Acórdão do Tribunal da Relação de Guimarães
Processo:
3800/10.0TBBRG.G1
Relator: ESPINHEIRA BALTAR
Descritores: INSOLVÊNCIA
EXONERAÇÃO DO PASSIVO
ÓNUS DA PROVA
Nº do Documento: RG
Data do Acordão: 02/07/2012
Votação: UNANIMIDADE
Texto Integral: S
Meio Processual: APELAÇÃO
Decisão: IMPROCEDENTE
Sumário: 1 – O requerente do pedido de exoneração do passivo restante tem o ónus de alegar e provar os factos que fundamentam esse pedido, que, numa análise objectiva, segundo as regras da experiência, o tribunal controla no sentido de deferir ou indeferir liminarmente tal pedido.
2 – Quando se apresente à insolvência fora dos prazos estabelecidos terá de alegar factos que levem a concluir que o atraso não causou prejuízos aos credores.
Decisão Texto Integral: Acordam em Conferência na Secção Cível da Relação de Guimarães

P… Lda, requereu a insolvência de A…, que foi declarada por sentença a 11/08/2010, que transitou em julgado.
A A… a 20/10/2010 requereu a exoneração do passivo restante, alegando, em síntese, que estão preenchidos os pressupostos do artigo 237 e 239 do CIRE e que se não verifica nenhum dos pressupostos constantes no artigo 238 do mesmo diploma, que implicariam o indeferimento liminar.

Dados fornecidos.
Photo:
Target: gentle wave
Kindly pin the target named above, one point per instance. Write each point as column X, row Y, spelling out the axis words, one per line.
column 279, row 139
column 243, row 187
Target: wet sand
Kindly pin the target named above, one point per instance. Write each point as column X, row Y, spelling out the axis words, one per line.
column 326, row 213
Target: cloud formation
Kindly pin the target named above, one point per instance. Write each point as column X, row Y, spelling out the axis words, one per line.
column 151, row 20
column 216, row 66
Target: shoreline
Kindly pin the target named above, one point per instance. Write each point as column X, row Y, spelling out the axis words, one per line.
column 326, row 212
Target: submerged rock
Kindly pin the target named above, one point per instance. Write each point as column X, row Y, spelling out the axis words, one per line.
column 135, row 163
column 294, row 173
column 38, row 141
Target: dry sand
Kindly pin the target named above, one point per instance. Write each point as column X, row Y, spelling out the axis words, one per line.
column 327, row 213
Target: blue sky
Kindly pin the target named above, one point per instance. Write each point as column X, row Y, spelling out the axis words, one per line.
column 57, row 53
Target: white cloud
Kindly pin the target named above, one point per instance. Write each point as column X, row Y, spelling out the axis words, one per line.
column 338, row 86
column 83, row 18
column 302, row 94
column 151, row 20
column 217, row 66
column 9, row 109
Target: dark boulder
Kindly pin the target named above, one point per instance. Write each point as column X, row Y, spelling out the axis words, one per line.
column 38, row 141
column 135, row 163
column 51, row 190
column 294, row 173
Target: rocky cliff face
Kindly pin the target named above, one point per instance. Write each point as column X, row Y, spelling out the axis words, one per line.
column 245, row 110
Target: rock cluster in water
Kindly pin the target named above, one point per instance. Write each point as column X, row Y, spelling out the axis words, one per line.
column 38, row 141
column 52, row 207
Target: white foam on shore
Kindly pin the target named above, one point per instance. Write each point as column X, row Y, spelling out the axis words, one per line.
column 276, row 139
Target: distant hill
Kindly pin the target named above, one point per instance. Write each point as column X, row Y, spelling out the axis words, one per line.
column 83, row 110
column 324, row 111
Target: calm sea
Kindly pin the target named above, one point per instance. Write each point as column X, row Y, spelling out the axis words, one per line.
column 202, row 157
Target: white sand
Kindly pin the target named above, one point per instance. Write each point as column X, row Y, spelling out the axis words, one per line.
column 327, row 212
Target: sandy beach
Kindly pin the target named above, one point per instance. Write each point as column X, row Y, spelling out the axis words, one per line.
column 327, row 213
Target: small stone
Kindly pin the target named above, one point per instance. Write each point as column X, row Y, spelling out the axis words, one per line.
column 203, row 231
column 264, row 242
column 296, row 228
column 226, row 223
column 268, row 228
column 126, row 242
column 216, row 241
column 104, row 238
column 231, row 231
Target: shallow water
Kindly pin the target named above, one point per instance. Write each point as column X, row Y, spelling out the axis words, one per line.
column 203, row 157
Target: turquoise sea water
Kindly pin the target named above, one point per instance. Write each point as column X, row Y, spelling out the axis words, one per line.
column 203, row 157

Instrução. Prossiga o acórdão sobre o pedido de exoneração do passivo restante, começando logo após a última frase apresentada. Os itens não fazem falta aqui.

Resultado da tarefa.
Na Assembleia de Credores que ocorreu a 21/10/2010 os credores e o administrador de insolvência não se opuseram à declaração de insolvência e houve concessão de prazo de 10 dias para se pronunciarem sobre o pedido de exoneração do passivo restante e foi ordenado um conjunto de diligencias requeridas pelo Ministério Público.
O administrador não se opôs. O Ministério Público opôs-se ao pedido.
Foi proferida decisão a 31/08/2011 no sentido do indeferimento liminar do pedido de exoneração do passivo restante.
A insolvente, não se conformando com o decidido, interpôs recurso de apelação formulando conclusões.
Houve contra-alegações do Ministério Público que pugnaram pelo decidido.
Cumpre decidir.
Damos como assente a matéria de facto consignada na decisão recorrida que passamos a transcrever:

1- Em 2 de Junho de 2010, “P…, Lda.” requereu a declaração de insolvência de A….
2- Por sentença proferida em 11 de Agosto de 2010, já transitada em julgado, foi declarada a insolvência da Requerida.
3- Enquanto empresária em nome individual, a Insolvente, entre 1996 e 2004, explorou um estabelecimento comercial no Centro Comercial Gold Center, na cidade de Braga.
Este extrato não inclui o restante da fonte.